> Problem details
Rewrite the listing lines starting at the line that contains "of the man's" and ending at the line that contains "point(183, 427)", replacing "stone pavement" with "cobblestone road" and leaving everything else unchanged. Give only those lines.
** Start of Records to process **
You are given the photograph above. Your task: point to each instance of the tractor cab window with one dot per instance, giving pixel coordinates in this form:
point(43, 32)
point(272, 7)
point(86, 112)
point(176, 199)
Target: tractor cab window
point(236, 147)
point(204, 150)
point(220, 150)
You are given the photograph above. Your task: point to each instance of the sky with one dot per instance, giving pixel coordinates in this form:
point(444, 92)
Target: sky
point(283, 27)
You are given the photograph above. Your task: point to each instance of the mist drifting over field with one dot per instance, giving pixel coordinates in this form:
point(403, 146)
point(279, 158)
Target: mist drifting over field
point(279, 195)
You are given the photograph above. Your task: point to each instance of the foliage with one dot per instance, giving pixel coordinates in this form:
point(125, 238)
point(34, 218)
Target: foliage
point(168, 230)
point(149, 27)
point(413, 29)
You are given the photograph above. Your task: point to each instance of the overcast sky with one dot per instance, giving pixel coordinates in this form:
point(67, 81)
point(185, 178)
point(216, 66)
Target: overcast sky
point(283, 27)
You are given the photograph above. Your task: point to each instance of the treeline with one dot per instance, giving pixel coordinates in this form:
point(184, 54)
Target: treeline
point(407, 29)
** End of Records to process **
** Start of Records to process **
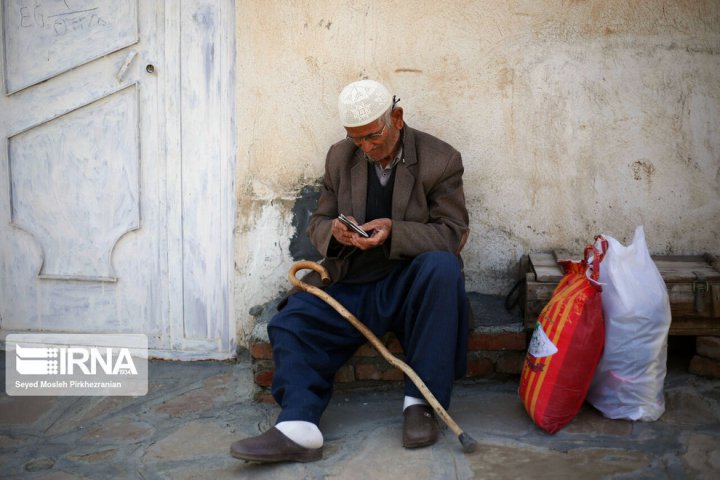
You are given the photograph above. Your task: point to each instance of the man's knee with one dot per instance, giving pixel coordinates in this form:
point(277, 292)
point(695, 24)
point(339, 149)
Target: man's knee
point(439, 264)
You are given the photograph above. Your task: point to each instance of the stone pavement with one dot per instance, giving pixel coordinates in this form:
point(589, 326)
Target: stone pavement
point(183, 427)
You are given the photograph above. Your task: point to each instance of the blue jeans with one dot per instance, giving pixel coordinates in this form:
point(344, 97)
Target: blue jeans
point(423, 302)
** End of Records to process **
** Start of Records to process **
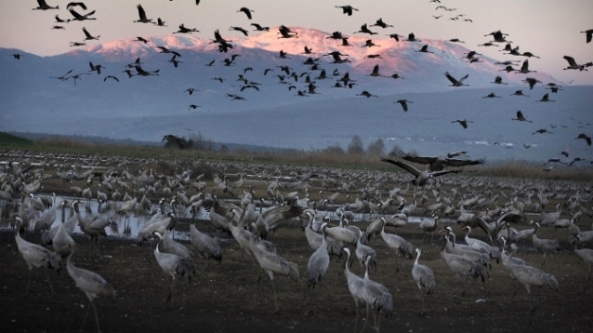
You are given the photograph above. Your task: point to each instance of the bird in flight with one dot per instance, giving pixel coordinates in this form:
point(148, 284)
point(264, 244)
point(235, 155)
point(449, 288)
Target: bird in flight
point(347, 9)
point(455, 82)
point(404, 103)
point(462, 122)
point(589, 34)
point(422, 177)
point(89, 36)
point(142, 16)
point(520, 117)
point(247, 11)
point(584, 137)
** End of Records to process **
> Result below
You are given the photograph above. Your task: point to each instance of the man's knee with one dot per instance, giving pixel coordinates in this form:
point(277, 292)
point(695, 24)
point(339, 149)
Target: man's knee
point(439, 264)
You are given the photograph above. Your task: point to each instance of the cobblestone road with one dot per instance, giving pixel coordinates in this form:
point(589, 326)
Target: cobblestone road
point(183, 427)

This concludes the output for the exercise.